**Task item:**
Pick out each line of the data that contains the string "clicks" and copy those lines in full. The match is case-sensitive.

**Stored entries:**
****************

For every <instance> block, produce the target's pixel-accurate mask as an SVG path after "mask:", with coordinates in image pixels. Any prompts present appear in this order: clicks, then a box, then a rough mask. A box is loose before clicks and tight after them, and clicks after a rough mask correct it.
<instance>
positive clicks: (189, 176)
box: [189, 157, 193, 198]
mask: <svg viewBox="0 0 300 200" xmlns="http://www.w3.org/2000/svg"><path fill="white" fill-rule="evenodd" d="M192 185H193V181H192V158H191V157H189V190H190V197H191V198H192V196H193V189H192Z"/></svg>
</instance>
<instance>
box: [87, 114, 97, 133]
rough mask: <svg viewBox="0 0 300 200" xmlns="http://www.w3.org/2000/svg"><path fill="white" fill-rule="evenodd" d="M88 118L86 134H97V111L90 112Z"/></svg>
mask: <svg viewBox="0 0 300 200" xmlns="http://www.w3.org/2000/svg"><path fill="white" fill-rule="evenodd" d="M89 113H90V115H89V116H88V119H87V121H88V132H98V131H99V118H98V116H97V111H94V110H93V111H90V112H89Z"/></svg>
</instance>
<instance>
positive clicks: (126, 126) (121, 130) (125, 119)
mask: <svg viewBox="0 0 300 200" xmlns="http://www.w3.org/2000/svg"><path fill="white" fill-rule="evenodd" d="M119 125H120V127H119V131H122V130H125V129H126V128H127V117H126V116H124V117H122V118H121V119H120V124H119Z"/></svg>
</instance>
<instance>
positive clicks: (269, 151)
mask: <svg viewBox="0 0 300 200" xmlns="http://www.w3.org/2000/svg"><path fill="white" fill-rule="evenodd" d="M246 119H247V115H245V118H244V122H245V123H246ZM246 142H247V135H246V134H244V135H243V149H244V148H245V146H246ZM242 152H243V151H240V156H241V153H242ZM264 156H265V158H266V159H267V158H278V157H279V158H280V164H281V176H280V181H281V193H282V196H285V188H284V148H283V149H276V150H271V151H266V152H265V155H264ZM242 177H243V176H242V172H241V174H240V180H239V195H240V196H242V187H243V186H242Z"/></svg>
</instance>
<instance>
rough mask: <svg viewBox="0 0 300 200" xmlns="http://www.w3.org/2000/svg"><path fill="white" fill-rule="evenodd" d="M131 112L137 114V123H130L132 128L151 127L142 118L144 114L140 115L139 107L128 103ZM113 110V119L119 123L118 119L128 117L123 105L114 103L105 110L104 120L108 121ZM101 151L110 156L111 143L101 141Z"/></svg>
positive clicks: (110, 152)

****************

**Response below:**
For every <instance> block, produce the target's pixel-accurate mask as an SVG path after "mask:", with coordinates in image pixels. Any prompts present appear in this order: clicks, then a box, then a rough mask. A box is loose before clicks and tight after them, and clicks after a rough mask correct it.
positive clicks: (189, 176)
positive clicks: (126, 126) (121, 130) (125, 119)
positive clicks: (269, 151)
positive clicks: (110, 152)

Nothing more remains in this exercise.